| INSTRUCTIONS TO FOLLOW |
A faithful transcription of all the data is required.

Begin WORKING DATA

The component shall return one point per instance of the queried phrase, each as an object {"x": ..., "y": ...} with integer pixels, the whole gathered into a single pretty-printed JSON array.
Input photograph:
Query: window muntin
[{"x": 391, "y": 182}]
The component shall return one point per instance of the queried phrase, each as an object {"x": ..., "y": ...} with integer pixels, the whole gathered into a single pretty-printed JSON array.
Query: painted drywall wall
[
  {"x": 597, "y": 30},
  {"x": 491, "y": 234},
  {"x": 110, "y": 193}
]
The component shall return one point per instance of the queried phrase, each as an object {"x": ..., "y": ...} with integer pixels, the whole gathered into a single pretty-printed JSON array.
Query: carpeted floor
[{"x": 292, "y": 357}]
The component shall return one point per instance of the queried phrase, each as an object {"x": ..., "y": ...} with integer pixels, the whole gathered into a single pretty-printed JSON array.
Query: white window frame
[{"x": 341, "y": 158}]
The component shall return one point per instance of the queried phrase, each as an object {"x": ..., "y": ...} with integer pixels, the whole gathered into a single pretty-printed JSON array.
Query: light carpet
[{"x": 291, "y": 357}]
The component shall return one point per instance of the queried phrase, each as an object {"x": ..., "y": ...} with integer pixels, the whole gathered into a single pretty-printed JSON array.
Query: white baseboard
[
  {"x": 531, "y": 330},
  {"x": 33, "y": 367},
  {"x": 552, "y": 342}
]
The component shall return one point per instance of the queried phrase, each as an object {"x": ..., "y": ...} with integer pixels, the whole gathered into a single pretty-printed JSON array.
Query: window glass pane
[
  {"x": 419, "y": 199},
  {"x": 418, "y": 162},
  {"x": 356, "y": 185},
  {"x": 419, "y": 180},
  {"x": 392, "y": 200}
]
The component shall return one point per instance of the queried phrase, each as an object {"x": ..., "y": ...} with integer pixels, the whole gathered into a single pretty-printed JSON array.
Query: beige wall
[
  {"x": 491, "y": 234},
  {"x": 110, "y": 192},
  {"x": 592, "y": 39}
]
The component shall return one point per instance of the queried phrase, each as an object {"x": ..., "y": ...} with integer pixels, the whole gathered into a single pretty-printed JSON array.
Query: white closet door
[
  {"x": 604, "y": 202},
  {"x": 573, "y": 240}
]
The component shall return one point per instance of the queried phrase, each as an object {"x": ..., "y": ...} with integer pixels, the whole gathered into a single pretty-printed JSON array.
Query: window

End WORKING DATA

| OUTPUT FOR THIS TASK |
The component shall return one point per instance of the queried phrase, each as an object {"x": ..., "y": ...} with integer pixels, the whole gathered into a single pretty-printed JSON array.
Input photograph:
Query: window muntin
[{"x": 391, "y": 182}]
The component shall return one point per instance of the queried phrase, each as an object {"x": ..., "y": ...} with integer pixels, the whole gathered into a single pretty-printed JSON array.
Query: painted drywall wall
[
  {"x": 597, "y": 30},
  {"x": 491, "y": 234},
  {"x": 110, "y": 193}
]
The component shall return one point per instance of the queried phrase, each as an object {"x": ..., "y": ...} with integer pixels, the whole gathered into a single pretty-printed JSON array.
Query: carpeted floor
[{"x": 292, "y": 357}]
The component shall return one point per instance of the queried phrase, each as an object {"x": ..., "y": ...} with integer pixels, the whole gathered into a single pretty-printed JSON array.
Query: white window frame
[{"x": 341, "y": 158}]
The component shall return one point per instance of the queried phrase, each as an object {"x": ..., "y": ...} with integer pixels, the whole gathered into a single pretty-printed JSON array.
Query: light carpet
[{"x": 291, "y": 357}]
The component shall return one point per instance of the queried phrase, each as an object {"x": ..., "y": ...} with integer pixels, the whole gathered into a single pretty-printed JSON array.
Query: white baseboard
[
  {"x": 531, "y": 330},
  {"x": 33, "y": 367},
  {"x": 552, "y": 342}
]
The component shall return one point per instance of the queried phrase, each as an object {"x": ..., "y": ...} with integer pixels, the whole gathered into a single pretty-printed JSON array.
Query: window glass pane
[
  {"x": 419, "y": 199},
  {"x": 418, "y": 162},
  {"x": 356, "y": 185},
  {"x": 419, "y": 180},
  {"x": 392, "y": 200}
]
The component shall return one point per instance of the queried phrase, each as an object {"x": ..., "y": ...} with integer pixels, the whole gathered into a single pretty-printed JSON array.
Query: beige wall
[
  {"x": 491, "y": 234},
  {"x": 110, "y": 192},
  {"x": 592, "y": 39}
]
The component shall return one point per instance of the queried phrase, each as an object {"x": ..., "y": ...} with integer pixels, the whole gathered into a single pretty-printed JSON array.
Query: white closet door
[
  {"x": 604, "y": 202},
  {"x": 573, "y": 240}
]
The component shall return one point per instance of the queried phrase, each as an object {"x": ..., "y": ...} with integer pixels, the whole gathered into a single pretty-printed JSON array.
Query: window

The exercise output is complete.